* _STUDY TEXT_
========

Observations on the 2015 SEER Data
- July 1, 2016
- Under Articles
- Expertise: Product Liability & Mass Tort
The latest annual federal data on mesothelioma diagnoses in the United States became available on April 15, 2015. The data reports on mesothelioma diagnoses during 2012, as determined from “cancer registries” from a sampling of some hospitals in the United States.
The data arises from the Surveillance, Epidemiology, and End Results (“SEER”) Program of the National Cancer Institute. The report is more technically described as the 1973-2012 SEER Research Incidence data (November 2014 submission). SEER collects data on cancer cases from various locations and sources throughout the United States. Data collection began in 1973 with a limited amount of registries and continues to expand to include even more areas and demographics today.
The data in 2012 reflect modest changes from 2011, but appear to support the trends previously identified in the data.

========

[Natural-language object grounding data]
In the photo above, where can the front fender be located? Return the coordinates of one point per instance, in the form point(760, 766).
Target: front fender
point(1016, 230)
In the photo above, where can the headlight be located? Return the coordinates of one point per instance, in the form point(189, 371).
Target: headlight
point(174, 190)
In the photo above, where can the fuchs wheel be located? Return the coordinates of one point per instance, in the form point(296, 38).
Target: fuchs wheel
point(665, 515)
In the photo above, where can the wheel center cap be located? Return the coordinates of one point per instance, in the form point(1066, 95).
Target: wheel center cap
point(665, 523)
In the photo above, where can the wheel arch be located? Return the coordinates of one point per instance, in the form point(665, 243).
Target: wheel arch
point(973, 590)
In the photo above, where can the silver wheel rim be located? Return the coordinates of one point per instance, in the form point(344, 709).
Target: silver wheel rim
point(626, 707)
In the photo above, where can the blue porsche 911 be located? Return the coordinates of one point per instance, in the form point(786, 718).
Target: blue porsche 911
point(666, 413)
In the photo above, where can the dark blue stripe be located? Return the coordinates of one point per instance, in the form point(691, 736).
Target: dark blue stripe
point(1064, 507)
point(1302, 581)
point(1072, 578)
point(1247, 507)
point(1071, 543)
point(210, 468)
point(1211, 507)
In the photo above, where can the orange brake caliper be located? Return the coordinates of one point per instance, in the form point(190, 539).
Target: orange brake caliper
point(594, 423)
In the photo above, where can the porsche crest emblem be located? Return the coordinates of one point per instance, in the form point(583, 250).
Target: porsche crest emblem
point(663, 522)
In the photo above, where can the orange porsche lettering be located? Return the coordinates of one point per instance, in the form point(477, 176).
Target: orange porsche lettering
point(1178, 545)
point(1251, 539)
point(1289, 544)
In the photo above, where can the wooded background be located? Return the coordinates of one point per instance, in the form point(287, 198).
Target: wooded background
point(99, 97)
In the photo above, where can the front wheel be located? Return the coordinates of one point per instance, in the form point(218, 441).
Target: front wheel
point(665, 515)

========

Return the passage of the SEER article from "The data arises" to "in the data.", copied word for word. The lines above are separate material and have no connection to the SEER article.

The data arises from the Surveillance, Epidemiology, and End Results (“SEER”) Program of the National Cancer Institute. The report is more technically described as the 1973-2012 SEER Research Incidence data (November 2014 submission). SEER collects data on cancer cases from various locations and sources throughout the United States. Data collection began in 1973 with a limited amount of registries and continues to expand to include even more areas and demographics today.
The data in 2012 reflect modest changes from 2011, but appear to support the trends previously identified in the data.